=== Problem to work on ===
Throughout the records below, find the lines with the string "building" and give how many there are, nothing else.

*** Supplied data Section Begins ***

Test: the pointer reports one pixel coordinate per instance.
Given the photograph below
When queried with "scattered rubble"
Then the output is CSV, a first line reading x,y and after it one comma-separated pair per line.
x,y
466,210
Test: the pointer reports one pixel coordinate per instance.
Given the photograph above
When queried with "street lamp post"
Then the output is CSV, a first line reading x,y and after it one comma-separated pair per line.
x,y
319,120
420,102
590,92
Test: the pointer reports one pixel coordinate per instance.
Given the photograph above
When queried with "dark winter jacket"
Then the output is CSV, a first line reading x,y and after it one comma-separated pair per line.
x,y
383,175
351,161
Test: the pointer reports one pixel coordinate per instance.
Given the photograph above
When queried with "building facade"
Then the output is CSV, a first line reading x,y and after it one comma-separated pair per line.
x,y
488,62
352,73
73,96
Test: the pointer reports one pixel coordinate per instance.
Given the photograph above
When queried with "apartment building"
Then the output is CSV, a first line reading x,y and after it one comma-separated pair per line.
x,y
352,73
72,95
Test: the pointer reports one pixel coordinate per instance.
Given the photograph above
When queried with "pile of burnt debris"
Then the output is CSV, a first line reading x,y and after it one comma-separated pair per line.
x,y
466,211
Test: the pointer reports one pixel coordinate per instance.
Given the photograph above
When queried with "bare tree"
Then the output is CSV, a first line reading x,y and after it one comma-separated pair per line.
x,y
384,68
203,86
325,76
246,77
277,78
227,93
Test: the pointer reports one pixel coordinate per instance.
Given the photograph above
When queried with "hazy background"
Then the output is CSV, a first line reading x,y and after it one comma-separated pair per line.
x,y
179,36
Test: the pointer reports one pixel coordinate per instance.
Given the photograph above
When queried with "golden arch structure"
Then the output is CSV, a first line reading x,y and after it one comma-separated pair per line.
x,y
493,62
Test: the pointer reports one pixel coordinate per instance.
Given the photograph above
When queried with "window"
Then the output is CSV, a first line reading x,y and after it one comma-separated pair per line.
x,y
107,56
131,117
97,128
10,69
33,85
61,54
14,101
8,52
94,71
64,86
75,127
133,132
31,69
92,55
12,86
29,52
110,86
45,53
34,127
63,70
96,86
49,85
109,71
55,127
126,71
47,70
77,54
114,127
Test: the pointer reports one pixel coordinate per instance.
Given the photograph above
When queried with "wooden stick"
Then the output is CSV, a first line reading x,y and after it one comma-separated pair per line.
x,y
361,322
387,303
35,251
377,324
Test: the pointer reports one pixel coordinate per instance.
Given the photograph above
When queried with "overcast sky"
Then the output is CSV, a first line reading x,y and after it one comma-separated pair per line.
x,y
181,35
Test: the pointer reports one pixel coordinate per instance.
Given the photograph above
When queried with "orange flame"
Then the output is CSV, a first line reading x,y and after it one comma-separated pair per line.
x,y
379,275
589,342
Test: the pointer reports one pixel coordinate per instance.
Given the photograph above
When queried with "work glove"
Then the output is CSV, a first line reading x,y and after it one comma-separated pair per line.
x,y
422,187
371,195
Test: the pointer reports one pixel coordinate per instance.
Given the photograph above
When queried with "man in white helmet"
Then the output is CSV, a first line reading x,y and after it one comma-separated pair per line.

*** Supplied data Section Ends ***

=== Solved problem ===
2